*** Records shown ***
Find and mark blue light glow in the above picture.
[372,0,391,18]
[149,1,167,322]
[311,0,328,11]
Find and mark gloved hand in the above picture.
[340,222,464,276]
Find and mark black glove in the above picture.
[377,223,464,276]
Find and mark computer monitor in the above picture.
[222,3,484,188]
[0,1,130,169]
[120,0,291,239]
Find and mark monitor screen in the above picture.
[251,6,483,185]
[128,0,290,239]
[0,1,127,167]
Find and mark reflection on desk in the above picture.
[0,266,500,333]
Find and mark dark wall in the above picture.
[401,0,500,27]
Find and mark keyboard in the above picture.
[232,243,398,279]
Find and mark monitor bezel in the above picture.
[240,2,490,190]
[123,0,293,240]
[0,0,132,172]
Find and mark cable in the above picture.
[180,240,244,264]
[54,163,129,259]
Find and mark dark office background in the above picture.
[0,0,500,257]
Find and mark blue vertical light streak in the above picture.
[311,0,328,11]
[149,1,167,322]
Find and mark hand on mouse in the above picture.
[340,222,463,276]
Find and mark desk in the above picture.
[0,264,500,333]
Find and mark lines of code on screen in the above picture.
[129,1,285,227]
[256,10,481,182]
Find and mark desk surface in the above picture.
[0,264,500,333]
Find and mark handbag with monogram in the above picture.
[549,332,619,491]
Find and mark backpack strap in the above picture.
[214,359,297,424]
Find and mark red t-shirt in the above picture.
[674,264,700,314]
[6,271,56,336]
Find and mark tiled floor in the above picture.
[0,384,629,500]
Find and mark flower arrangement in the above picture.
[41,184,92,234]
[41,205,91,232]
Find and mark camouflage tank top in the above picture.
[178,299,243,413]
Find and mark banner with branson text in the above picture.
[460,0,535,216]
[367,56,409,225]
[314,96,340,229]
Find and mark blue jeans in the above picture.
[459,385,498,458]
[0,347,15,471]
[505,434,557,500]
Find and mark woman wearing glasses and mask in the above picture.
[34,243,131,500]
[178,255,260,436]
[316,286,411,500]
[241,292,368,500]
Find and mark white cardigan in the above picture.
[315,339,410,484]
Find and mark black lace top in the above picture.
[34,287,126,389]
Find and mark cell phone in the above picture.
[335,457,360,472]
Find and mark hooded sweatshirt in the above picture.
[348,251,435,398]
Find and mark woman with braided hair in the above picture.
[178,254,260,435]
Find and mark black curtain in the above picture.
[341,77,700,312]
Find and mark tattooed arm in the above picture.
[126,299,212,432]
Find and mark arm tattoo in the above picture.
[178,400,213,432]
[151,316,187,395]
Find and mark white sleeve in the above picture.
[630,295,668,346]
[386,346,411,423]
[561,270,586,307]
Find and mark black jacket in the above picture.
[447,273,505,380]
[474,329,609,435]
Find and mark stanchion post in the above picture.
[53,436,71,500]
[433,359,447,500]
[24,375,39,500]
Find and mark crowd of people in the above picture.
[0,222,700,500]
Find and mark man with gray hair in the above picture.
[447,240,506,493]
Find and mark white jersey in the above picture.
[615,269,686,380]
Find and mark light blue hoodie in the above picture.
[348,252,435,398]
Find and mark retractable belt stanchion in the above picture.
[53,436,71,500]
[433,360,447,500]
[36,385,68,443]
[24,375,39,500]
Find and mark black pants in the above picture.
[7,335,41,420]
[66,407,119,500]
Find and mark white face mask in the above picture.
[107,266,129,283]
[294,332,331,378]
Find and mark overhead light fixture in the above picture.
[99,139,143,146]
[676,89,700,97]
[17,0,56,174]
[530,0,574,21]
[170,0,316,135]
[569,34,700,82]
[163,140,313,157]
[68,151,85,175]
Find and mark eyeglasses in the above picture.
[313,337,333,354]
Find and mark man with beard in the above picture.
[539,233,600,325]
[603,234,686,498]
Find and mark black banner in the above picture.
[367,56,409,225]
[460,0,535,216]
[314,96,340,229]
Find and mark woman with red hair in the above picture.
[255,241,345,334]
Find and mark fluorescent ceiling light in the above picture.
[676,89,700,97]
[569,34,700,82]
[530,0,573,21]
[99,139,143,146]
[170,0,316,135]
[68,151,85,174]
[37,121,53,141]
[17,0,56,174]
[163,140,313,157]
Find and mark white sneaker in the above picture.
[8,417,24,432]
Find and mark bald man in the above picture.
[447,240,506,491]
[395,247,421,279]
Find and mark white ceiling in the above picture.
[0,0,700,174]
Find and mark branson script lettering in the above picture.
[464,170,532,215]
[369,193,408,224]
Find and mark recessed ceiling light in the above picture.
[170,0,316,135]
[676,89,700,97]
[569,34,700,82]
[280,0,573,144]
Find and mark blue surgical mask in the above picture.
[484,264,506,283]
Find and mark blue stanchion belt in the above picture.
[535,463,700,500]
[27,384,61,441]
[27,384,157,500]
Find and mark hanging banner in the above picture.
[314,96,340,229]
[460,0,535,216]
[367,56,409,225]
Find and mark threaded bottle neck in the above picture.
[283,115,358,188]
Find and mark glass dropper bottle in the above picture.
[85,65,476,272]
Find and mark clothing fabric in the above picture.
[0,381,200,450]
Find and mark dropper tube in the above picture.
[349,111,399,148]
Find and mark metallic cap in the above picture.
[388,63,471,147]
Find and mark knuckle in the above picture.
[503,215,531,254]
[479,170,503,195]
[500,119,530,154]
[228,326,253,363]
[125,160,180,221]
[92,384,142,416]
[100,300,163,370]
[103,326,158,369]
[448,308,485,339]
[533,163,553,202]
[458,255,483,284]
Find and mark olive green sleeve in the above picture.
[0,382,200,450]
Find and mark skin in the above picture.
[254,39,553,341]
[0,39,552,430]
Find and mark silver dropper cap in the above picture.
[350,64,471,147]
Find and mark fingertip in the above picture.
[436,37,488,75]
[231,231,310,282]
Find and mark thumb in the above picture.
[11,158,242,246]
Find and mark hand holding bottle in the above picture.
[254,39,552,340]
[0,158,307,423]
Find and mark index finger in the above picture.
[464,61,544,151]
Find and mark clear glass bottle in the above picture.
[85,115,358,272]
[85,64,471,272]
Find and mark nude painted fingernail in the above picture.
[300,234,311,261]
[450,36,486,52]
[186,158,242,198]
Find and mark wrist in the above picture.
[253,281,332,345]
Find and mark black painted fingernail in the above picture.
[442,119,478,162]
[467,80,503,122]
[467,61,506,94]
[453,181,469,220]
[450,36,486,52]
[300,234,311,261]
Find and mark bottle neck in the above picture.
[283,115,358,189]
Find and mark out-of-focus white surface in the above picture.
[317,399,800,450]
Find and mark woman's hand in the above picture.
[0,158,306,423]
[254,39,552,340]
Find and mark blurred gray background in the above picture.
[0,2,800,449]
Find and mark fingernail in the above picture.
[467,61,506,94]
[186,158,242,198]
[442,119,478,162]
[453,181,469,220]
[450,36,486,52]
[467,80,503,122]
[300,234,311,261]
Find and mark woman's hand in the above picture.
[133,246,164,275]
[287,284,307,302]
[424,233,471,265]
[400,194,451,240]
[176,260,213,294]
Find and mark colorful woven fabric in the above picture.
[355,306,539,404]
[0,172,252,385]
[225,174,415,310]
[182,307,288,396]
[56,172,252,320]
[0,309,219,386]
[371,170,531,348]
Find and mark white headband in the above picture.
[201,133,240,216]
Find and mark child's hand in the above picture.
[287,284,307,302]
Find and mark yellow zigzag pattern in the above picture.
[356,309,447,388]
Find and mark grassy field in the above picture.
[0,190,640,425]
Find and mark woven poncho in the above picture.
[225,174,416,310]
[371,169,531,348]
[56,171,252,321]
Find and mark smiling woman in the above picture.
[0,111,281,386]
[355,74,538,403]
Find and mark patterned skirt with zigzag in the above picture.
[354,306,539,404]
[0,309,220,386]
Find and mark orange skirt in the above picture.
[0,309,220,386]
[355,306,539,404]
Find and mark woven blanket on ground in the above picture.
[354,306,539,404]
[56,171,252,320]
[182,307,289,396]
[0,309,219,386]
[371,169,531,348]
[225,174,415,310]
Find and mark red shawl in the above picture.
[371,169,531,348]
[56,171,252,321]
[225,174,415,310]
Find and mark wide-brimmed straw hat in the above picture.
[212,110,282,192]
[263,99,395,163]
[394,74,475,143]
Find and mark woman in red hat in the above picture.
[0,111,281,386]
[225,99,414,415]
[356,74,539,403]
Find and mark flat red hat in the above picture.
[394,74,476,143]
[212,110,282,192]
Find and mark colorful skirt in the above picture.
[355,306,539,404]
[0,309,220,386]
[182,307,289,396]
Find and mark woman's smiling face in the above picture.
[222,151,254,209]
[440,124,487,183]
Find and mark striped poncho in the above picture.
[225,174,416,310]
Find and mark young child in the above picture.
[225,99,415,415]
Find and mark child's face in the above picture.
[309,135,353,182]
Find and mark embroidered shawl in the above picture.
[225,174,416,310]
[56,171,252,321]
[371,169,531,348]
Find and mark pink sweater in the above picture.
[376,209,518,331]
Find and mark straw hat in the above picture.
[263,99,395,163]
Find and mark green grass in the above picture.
***
Instruction: Please rewrite the listing from the line with "Find and mark child's face" through the end, with "embroidered shawl" changed to "woven shawl" and nothing else altered.

Full output:
Find and mark child's face in the above picture.
[309,135,353,182]
Find and mark woven shawl in the above picture.
[225,174,416,310]
[56,171,252,321]
[371,169,531,348]
Find and mark pink sweater in the above picture.
[376,209,518,331]
Find and mark straw hat in the above picture.
[263,99,395,163]
Find and mark green grass in the above picture.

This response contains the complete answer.